Write down the listing again exactly as it appears below, without its pictures.

----------

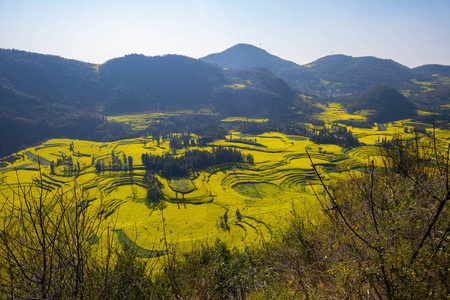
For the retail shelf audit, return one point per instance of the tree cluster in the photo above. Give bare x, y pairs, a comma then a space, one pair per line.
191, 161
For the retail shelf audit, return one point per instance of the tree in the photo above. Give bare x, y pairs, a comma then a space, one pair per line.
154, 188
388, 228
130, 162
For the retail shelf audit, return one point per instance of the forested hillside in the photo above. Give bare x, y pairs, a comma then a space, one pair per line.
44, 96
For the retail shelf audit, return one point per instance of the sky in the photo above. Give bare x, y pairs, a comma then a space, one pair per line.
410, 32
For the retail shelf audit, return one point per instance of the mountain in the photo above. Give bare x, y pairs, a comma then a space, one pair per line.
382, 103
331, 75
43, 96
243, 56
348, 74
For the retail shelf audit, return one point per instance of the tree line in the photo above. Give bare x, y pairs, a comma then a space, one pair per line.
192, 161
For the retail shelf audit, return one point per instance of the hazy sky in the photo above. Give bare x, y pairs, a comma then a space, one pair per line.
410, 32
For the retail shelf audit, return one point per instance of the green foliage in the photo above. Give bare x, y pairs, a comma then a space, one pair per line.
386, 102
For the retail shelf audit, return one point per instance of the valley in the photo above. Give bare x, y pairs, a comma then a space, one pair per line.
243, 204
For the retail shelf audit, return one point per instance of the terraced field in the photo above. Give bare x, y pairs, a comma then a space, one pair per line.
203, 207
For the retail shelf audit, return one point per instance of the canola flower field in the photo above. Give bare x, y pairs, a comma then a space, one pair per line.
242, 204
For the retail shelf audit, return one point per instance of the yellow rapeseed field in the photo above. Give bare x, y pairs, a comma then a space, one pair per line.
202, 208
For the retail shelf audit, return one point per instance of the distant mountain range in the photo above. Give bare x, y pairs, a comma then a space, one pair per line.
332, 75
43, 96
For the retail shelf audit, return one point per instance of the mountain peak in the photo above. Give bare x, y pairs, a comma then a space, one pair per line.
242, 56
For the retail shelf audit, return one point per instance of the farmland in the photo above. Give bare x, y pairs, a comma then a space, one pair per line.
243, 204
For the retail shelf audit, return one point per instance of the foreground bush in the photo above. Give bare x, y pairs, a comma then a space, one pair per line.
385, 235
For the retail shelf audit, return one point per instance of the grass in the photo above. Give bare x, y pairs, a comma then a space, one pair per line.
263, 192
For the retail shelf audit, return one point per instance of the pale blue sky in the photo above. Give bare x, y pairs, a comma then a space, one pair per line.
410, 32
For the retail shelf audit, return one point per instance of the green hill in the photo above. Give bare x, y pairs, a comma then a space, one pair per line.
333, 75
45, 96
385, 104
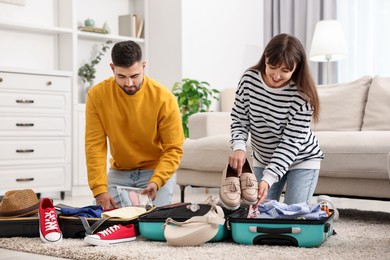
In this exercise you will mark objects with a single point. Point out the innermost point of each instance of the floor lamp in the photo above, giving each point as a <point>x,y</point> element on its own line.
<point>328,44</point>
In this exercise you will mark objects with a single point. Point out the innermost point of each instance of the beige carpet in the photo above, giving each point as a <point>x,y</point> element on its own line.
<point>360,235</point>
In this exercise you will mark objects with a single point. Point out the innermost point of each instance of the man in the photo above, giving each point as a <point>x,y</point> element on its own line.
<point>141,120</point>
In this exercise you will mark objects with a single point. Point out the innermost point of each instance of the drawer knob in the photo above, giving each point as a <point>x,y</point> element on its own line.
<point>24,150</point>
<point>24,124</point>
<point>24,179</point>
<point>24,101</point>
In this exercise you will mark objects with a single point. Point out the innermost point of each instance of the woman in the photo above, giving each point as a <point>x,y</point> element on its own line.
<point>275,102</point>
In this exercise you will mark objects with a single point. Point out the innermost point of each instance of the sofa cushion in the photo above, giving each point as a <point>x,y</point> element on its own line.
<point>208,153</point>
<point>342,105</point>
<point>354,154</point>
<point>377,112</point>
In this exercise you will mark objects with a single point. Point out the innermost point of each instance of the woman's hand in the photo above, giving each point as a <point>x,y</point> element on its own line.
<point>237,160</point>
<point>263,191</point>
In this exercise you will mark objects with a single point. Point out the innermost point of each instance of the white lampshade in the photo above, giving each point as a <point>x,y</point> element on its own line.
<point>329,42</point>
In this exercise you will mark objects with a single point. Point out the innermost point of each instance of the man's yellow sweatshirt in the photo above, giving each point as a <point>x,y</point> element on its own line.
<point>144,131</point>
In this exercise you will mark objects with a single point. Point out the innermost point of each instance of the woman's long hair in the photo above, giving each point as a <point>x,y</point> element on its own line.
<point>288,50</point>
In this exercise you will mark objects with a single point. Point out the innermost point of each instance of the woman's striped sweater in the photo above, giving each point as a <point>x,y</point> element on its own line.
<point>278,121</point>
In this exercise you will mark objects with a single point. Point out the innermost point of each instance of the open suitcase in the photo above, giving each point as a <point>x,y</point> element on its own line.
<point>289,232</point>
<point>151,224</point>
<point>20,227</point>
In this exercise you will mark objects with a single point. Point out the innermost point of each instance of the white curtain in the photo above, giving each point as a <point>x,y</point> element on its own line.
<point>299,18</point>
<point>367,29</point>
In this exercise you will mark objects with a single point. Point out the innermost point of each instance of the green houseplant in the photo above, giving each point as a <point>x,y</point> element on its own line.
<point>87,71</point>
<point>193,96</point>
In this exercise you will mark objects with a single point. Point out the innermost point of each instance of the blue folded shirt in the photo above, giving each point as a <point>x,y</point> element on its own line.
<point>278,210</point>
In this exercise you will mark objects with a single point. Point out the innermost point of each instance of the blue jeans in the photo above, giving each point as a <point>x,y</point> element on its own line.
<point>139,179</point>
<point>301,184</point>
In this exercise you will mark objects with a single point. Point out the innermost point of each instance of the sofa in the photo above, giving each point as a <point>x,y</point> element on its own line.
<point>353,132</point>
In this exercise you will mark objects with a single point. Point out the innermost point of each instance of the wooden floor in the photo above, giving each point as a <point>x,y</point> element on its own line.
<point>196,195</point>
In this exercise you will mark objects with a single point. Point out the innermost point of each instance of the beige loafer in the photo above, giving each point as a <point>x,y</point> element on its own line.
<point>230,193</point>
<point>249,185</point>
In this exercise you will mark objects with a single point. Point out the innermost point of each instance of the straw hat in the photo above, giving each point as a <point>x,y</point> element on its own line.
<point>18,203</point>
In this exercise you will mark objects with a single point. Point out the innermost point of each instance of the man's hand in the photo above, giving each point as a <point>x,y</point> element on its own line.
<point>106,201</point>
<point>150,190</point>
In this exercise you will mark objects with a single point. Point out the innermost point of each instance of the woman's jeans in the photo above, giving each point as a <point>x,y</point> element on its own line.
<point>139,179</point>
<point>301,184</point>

----------

FINAL ANSWER:
For the retail shelf audit, return one point per instance of the tree cluster in the photo above. Give bare x, y pairs, a comma then a space, one pair per line.
191, 161
For the retail shelf audit, return one point per instance of the tree in the photo above. Give bare x, y pairs, a comma then a space, one pair per line.
154, 188
388, 228
130, 162
For the retail shelf audit, return one point per instance of the forested hillside in the photo above. Give bare x, y pairs, a comma then a space, one pair per line.
44, 96
For the retail shelf audit, return one point per instance of the sky in the photo above. Give bare x, y pairs, a comma then a space, one pair per line.
410, 32
For the retail shelf audit, return one point per instance of the mountain in the photo above. Give bare x, y pairs, a comma then a space, one pair per line.
382, 103
331, 75
43, 96
243, 56
348, 74
For the retail shelf audit, return one point per instance of the tree line in the photo above. Give bare x, y pairs, a comma then a space, one pair per line.
192, 161
For the retail shelf audit, return one point per instance of the hazy sky in the photo above. Give bare x, y pairs, a comma then a space, one pair per line.
410, 32
For the retail shelf audit, return one point per instance of the green foliage in the photo above. Give bare x, y pairs, a comma then a space, one pair per line.
386, 102
For the retail shelf audit, return one point per instance of the valley in the photo above. Give bare x, y pairs, a comma then a space, one pair per line.
243, 204
For the retail shelf audit, return one point per instance of the terraced field in the photo above. Give bare x, y pairs, a comma then a space, one pair per line.
203, 207
For the retail shelf audit, return one point per instance of the canola flower field in the photo above. Give bare x, y pairs, a comma then a space, one pair per line.
242, 204
For the retail shelf audit, return one point per instance of the yellow rapeseed field in the photo above. Give bare x, y pairs, a comma then a space, one pair per line.
202, 208
For the retail shelf audit, return one point per instance of the distant mountain range in the photo above. Give bare x, y pairs, a comma then a space, one pair per line.
332, 75
43, 96
For the retail shelf audit, return one point per instance of the mountain peak in the photo above. Give bare x, y pairs, a comma then a space, one pair per line.
242, 56
For the retail shelf audit, return one point per instance of the farmland in the photo above. Give bare x, y pairs, a comma then a space, one pair per line.
243, 204
For the retail shelf audit, return one point per instance of the foreground bush in the photo above. Give bare x, y pairs, a comma then a space, one pair per line.
385, 235
For the retail shelf audit, return one point per instance of the grass in the photo above. Give bare x, y pairs, a comma then a space, one pair per line.
263, 192
For the retail shelf audit, return one point per instance of the pale blue sky in the photo above. Give bare x, y pairs, a comma then a space, one pair per line.
410, 32
For the retail shelf audit, return one point per instance of the green hill in the photo above. Give bare x, y pairs, a comma then a space, one pair per line.
333, 75
45, 96
385, 104
In this exercise you will mark objects with a single point. Point out the innermost point of each instance of the floor lamp in the photo above, giving each point as a <point>x,y</point> element on its own line.
<point>328,44</point>
In this exercise you will mark objects with a single point. Point out the innermost point of each instance of the beige carpet in the photo above, giving each point as a <point>x,y</point> element on its own line.
<point>360,235</point>
In this exercise you will mark objects with a single point. Point out the innermost point of each instance of the man in the photo above, giving each point as a <point>x,y</point> element on its own line.
<point>141,120</point>
In this exercise you will mark objects with a single point. Point out the innermost point of each instance of the drawer knob in the photo above, giving each point as a <point>x,y</point> element on its own line.
<point>24,150</point>
<point>24,124</point>
<point>24,179</point>
<point>24,101</point>
In this exercise you will mark objects with a single point. Point out the innermost point of each instance of the woman in the photo above, giving each point as a <point>x,y</point> element on its own line.
<point>275,102</point>
In this exercise you will mark objects with a single point. Point out the innermost point of each instance of the sofa cushion in the photo above, giving each point as a <point>x,y</point> element on its own line.
<point>208,153</point>
<point>342,105</point>
<point>354,154</point>
<point>377,112</point>
In this exercise you will mark objects with a single point. Point out the innermost point of each instance of the woman's hand in the photo above, giving each point as a <point>x,y</point> element on its own line.
<point>237,160</point>
<point>263,191</point>
In this exercise you will mark objects with a single point. Point out the innermost point of each instance of the white lampshade in the photo above, giving each point as a <point>x,y</point> element on its own line.
<point>329,42</point>
In this exercise you will mark objects with a single point. Point out the innermost point of each instance of the man's yellow sweatshirt in the photo above, giving each point as a <point>x,y</point> element on its own line.
<point>144,131</point>
In this exercise you will mark objects with a single point. Point out the innermost point of each instance of the woman's long hair in the photo above, giving each point as a <point>x,y</point> element on its own line.
<point>288,50</point>
In this exercise you will mark objects with a single point. Point out the innermost point of each instance of the woman's striped sweater in the photo above, giving each point as a <point>x,y</point> element on its own line.
<point>278,121</point>
In this exercise you will mark objects with a single point. Point out the innermost point of each instance of the open suitcase in the photo above, giving each point as a <point>x,y</point> element on its own line.
<point>289,232</point>
<point>151,224</point>
<point>20,227</point>
In this exercise you will mark objects with a single point. Point out the innermost point of each instance of the white curtain in the photo above, giving each point as a <point>x,y</point> element on its own line.
<point>299,18</point>
<point>367,29</point>
In this exercise you will mark objects with a single point. Point out the innermost point of each instance of the green houseplant in the photo above, giving each point as a <point>x,y</point> element on its own line.
<point>87,71</point>
<point>193,96</point>
In this exercise you will mark objects with a single point. Point out the innermost point of each instance of the blue folded shirt in the photo above, giving each point as a <point>x,y</point> element on its own line.
<point>278,210</point>
In this exercise you will mark objects with a single point. Point out the innermost point of each instance of the blue jeans in the photo above, giving each point as a <point>x,y</point> element on its own line.
<point>139,179</point>
<point>301,184</point>
In this exercise you will mark objects with a single point. Point out the innermost point of each instance of the sofa in the photo above, giving each point as a <point>x,y</point> element on its own line.
<point>353,132</point>
In this exercise you will mark objects with a single point. Point out the innermost point of each instance of the wooden floor in the photo above, giving each point as a <point>x,y</point> element on its own line.
<point>196,195</point>
In this exercise you will mark objects with a single point. Point out the innermost point of each instance of the beige loafer in the photo above, giving each point as a <point>x,y</point> element on its own line.
<point>230,193</point>
<point>249,185</point>
In this exercise you will mark objects with a single point. Point out the innermost point of each instance of the straw hat in the photo above, giving each point as a <point>x,y</point> element on its own line.
<point>18,203</point>
In this exercise you will mark objects with a single point. Point out the innermost point of each instance of the man's hand in the photo above, giving each point as a <point>x,y</point> element on its own line.
<point>106,201</point>
<point>150,190</point>
In this exercise you will mark objects with a single point. Point out the innermost point of each instance of the woman's jeans in the photo above, giving each point as a <point>x,y</point> element on its own line.
<point>139,179</point>
<point>301,184</point>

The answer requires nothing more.